::: 选定文本

# Softmax 分类器练习

完成并提交此工作表（包括其输出和任何在工作表外的支持代码）作为你的作业提交。更多细节请参见课程网站上的[作业页面](http://vision.stanford.edu/teaching/cs231n/assignments.html)。

在本练习中你将：

- 实现 Softmax 分类器的全向量化**损失函数**。
- 实现其**解析梯度**的全向量化表达式。
- 使用数值梯度**检查你的实现**。
- 使用验证集**调优学习率和正则化强度**。
- 用**SGD**优化损失函数。
- **可视化**最终学习到的权重。

<details><summary>英文原文</summary>

# Softmax Classifier exercise

*Complete and hand in this completed worksheet (including its outputs and any supporting code outside of the worksheet) with your assignment submission. For more details see the [assignments page](http://vision.stanford.edu/teaching/cs231n/assignments.html) on the course website.*

In this exercise you will:
    
- implement a fully-vectorized **loss function** for the Softmax classifier.
- implement the fully-vectorized expression for its **analytic gradient**
- **check your implementation** using numerical gradient
- use a validation set to **tune the learning rate and regularization** strength
- **optimize** the loss function with **SGD**
- **visualize** the final learned weights

</details>

In [None]:
# 运行本笔记本的一些设置代码。
import random
import numpy as np
from cs231n.data_utils import load_CIFAR10
import matplotlib.pyplot as plt

# 这是一些魔法命令，使 matplotlib 图像在笔记本内联显示
# 而不是在新窗口中显示。
%matplotlib inline
plt.rcParams['figure.figsize'] = (10.0, 8.0) # 设置图像默认大小
plt.rcParams['image.interpolation'] = 'nearest'
plt.rcParams['image.cmap'] = 'gray'

# 还有一些魔法命令，使笔记本能自动重新加载外部 python 模块；
# 参考 http://stackoverflow.com/questions/1907993/autoreload-of-modules-in-ipython
%load_ext autoreload
%autoreload 2

## CIFAR-10 数据加载与预处理

<details><summary>英文原文</summary>

## CIFAR-10 Data Loading and Preprocessing

</details>

In [None]:
# 加载原始 CIFAR-10 数据。

::::::

* _给定任务 1_: 判断下列说法是否与选定文本相符：(a) 练习要求借助验证集调优学习率和正则化强度；(b) 代码把图像默认大小设为 (12.0, 8.0)；(c) 代码把图像插值方式设为 'nearest'。每项答"是"或"否"，并原样引用选定文本中起决定作用的文字。
文本与记录出自不同来源。

::: 所给信息

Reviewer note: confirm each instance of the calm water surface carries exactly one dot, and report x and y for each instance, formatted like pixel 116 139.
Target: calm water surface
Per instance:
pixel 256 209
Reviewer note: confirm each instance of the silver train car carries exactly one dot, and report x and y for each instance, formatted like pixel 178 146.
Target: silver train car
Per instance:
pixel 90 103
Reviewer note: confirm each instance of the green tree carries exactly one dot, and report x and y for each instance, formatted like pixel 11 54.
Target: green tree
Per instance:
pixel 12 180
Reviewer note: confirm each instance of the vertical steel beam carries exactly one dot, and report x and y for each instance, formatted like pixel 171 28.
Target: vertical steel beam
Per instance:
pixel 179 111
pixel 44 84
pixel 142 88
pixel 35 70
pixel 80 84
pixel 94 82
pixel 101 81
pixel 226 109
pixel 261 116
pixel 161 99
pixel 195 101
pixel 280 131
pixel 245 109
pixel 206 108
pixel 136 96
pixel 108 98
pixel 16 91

::::::

* _给定任务 2_: 在记录中，从包含"Reviewer note: confirm each instance of the silver"的那一行到包含"pixel 12 180"的那一行，把"green tree"换成"pine tree"，其余内容不变，只重写这些行。

* _最终结果 1_:
(a) 是："使用验证集**调优学习率和正则化强度**"
(b) 否："plt.rcParams['figure.figsize'] = (10.0, 8.0) # 设置图像默认大小"
(c) 是："plt.rcParams['image.interpolation'] = 'nearest'"

* _最终结果 2_:
Reviewer note: confirm each instance of the silver train car carries exactly one dot, and report x and y for each instance, formatted like pixel 178 146.
Target: silver train car
Per instance:
pixel 90 103
Reviewer note: confirm each instance of the pine tree carries exactly one dot, and report x and y for each instance, formatted like pixel 11 54.
Target: pine tree
Per instance:
pixel 12 180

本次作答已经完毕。